> [Selected text]:

════

With more debate and discussion ahead, it’s far too soon to take a position on Cook County Board President Toni Preckwinkle’s proposal to “speed up” annexation of unincorporated communities. The idea does demand careful study and critical evaluation.

Perhaps the key consideration is something hinted not by Preckwinkle but by the chairman of a task force on unincorporated areas she established six months ago. Both spoke at a news conference Monday announcing the group’s report.

“We talked about costs, but really we focused as much on service,” said King Harris, chairman of the Metropolitan Planning Council Board of Governors. “We really think that by eliminating unincorporated Cook County, we can improve the service to all our residents.”

That might in some circumstances carry a strong flavor of sugarcoating, the pretense that in taking something away from unincorporated areas, the county is actually adding benefits. And, if the process is not carefully managed, Harris’ words indeed could prove to be misleading sweetener. But if faithfully steered through the steps the task force outlined, the idea also could provide a needed framework for evaluating how services are delivered to residents of a large, highly urbanized county, consolidating oversights and eliminating duplications.

The final outcome will depend, as it always does, on the commitment and diligence of the leaders who undertake to make the proposal work. Their goal cannot be merely short-term cost savings — attained by shifting one burden, say for police protection or road maintenance, from the county’s budget to a municipality’s. It must be better, more-efficient government.

The challenge facing municipal governments, townships and the county is evident in the way the task force broke down its suggestions into fairly well defined immediate and near-term objectives along with a more vague “here be dragons” description of long-term goals. Those goals are designed, in the words of a county statement, “to allow the county to work in cooperation with interested municipalities and residents to craft annexation agreements.”

In its necessary drive to bring years of undisciplined spending under control, Cook County has, among many other cuts, consolidated and eliminated health services in the suburbs, eliminated weekend bond courts beginning this weekend and undertaken other efficiencies affecting suburban communities. Such losses naturally are painful, but they can be endured if the visible result is a fiscally stronger county that is not burdening suburban residents with excessive taxes.

Shaping the county into a region with no unincorporated territories is a much more complex mission than shutting down health clinics or consolidating courts. Making it work will require even more deliberate and meticulous communication, study and cooperation, no matter how intriguing it may sound.

════

> [Dataset records]:
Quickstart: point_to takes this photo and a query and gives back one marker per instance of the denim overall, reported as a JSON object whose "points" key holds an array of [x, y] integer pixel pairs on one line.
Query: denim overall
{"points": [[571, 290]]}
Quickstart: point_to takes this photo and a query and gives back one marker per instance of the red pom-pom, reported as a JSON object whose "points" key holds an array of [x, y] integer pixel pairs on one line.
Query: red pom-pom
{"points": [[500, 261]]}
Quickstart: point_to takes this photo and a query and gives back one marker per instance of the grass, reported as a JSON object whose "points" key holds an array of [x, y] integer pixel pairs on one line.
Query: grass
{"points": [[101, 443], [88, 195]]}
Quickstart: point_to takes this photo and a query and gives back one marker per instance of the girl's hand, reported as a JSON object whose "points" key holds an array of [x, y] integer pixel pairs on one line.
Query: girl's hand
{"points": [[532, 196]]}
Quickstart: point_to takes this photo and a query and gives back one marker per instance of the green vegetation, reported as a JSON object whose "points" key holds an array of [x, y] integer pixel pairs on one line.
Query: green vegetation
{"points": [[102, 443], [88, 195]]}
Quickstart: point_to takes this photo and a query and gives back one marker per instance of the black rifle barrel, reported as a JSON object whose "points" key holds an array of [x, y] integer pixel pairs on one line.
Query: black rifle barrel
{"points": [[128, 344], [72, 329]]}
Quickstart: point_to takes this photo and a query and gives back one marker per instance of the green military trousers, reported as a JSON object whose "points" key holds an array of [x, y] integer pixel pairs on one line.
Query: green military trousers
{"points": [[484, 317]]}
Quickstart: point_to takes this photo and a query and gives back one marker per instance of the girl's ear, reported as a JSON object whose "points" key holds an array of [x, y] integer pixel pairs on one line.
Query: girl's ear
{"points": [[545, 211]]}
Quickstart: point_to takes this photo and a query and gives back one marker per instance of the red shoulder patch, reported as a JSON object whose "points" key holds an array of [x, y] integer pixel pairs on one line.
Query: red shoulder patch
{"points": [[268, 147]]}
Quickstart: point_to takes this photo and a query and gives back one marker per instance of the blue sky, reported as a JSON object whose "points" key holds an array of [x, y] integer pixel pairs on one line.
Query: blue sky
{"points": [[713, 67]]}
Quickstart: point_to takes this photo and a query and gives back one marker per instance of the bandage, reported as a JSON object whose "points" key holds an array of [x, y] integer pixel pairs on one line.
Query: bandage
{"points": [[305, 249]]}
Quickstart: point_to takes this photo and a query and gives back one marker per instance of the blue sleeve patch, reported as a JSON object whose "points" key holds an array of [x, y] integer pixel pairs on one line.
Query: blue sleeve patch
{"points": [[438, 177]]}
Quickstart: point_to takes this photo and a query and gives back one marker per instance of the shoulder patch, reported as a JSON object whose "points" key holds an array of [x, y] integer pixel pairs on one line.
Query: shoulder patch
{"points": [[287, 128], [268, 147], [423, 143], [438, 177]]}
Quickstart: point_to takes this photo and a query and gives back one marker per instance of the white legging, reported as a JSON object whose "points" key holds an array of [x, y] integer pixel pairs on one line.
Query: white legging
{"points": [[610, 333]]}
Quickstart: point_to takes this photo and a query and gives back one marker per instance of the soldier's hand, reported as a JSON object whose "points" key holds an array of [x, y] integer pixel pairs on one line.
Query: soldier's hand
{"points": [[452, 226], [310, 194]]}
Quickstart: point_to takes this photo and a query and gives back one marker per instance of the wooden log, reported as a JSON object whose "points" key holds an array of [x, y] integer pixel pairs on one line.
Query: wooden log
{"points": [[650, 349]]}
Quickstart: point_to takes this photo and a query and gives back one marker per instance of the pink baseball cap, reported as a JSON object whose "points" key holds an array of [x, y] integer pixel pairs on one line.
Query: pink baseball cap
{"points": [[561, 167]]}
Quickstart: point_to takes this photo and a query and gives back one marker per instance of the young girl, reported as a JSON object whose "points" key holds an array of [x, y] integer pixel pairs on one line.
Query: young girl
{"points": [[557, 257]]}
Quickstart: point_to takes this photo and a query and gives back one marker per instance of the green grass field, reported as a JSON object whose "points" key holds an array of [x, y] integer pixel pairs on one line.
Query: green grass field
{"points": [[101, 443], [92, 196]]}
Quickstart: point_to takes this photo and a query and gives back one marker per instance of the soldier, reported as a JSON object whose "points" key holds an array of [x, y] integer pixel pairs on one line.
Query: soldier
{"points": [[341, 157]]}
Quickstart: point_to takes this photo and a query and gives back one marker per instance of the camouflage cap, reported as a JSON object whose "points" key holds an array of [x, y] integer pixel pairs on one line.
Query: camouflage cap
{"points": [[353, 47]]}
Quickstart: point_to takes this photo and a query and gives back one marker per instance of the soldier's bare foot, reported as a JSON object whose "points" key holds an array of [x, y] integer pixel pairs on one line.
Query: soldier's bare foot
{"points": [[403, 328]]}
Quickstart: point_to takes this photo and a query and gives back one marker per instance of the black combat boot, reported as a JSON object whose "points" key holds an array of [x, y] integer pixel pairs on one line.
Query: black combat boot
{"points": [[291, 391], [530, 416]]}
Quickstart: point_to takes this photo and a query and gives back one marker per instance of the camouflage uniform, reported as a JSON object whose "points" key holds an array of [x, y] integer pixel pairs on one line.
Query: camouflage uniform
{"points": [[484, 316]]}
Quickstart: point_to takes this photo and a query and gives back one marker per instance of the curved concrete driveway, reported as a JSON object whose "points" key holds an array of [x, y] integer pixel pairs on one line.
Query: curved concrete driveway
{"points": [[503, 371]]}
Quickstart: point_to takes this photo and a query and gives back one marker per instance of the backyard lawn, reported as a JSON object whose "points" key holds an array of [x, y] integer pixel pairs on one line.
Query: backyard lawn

════

> [Exercise requirements]:
1. In the editorial on annexation, rewrite the paragraph beginning "In its necessary drive" as a bulleted list, keeping its main facts.
2. Answer these questions from the editorial on annexation, one line each:
(a) Who chairs the Metropolitan Planning Council Board of Governors?
(b) How long before the news conference did Preckwinkle establish the task force on unincorporated areas?
(c) Which courts has the county eliminated?
3. List every level of government that the editorial on annexation names as facing the challenge.

> [Solutions for each task]:
1.
- Cook County is working to bring years of undisciplined spending under control.
- Among many cuts, it has consolidated and eliminated health services in the suburbs.
- It has eliminated weekend bond courts, beginning this weekend.
- It has undertaken other efficiencies that affect suburban communities.
- These losses are painful but can be endured if the visible result is a fiscally stronger county that does not burden suburban residents with excessive taxes.

2.
(a) King Harris
(b) Six months
(c) Weekend bond courts

3.
- Municipal governments
- Townships
- The county